> [Referring expression pointing data]:
+ + + + + + +

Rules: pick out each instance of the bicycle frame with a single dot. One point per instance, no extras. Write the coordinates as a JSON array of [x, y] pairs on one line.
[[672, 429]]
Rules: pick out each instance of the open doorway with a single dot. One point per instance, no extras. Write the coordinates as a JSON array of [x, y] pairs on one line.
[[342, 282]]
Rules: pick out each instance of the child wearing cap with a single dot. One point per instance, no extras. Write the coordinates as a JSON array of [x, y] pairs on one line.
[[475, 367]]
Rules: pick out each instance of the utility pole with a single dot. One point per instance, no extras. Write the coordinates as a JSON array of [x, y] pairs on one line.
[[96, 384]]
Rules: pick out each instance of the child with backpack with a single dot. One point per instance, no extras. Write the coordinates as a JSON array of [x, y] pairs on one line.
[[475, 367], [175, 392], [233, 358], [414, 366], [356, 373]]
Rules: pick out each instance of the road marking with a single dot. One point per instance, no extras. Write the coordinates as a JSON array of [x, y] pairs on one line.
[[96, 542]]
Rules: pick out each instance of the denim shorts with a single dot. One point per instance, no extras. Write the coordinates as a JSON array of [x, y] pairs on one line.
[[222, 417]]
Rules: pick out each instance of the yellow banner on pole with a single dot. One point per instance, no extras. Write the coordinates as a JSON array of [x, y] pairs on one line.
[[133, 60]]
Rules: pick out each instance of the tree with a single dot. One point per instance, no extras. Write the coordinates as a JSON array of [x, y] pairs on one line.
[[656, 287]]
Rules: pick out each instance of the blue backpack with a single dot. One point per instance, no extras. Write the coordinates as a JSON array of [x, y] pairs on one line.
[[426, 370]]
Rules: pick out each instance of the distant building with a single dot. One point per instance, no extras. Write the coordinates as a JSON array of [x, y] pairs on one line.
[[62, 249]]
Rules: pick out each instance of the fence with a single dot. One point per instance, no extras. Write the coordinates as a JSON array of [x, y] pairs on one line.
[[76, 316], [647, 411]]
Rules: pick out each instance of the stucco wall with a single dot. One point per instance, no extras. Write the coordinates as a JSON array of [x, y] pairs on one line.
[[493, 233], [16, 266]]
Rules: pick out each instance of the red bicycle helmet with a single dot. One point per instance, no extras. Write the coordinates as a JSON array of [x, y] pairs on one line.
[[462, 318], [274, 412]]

+ + + + + + +

> [TO DO]:
Print only the lines running from the one with "Rules: pick out each instance of the denim" to the final line of the data above, each exactly as it appears.

> [RESULT FOR THIS EXERCISE]:
Rules: pick out each instance of the denim shorts with a single dot. One point per instance, no extras. Write the coordinates as a JSON array of [x, y] pairs on one line.
[[222, 417]]
Rules: pick out each instance of the yellow banner on pole with a single dot. One point per instance, no extras. Write the coordinates as a JSON array of [x, y] pairs on one line.
[[133, 60]]
Rules: pick out each instance of the tree with a single dot. One point per instance, no extras. Write the coordinates as a JSON array of [x, y] pairs on one line.
[[656, 287]]
Rules: pick out each instance of the blue backpack with a single dot. One point per instance, no extras. Write the coordinates as a JSON array of [x, y] pairs on one line.
[[426, 370]]
Rules: pick out each instance of the distant building with a single dot. One point per instance, no extras. Write the coordinates as a JSON array of [x, y] pairs on one line.
[[62, 249]]
Rules: pick out each instance of the fence with a single dot. One point per instance, no extras. Write the coordinates as a JSON array of [x, y] pairs on one line.
[[76, 316], [647, 411]]
Rules: pick out each instance of the stucco wall with a single dot. One point per instance, no extras. Write the coordinates as a JSON array of [x, y] pairs on one line.
[[493, 233], [16, 266]]
Rules: pick out each instance of the red bicycle helmet with a single dot. One point per instance, no extras. Write the coordinates as a JSON array of [x, y] pairs on one line.
[[462, 318], [274, 412]]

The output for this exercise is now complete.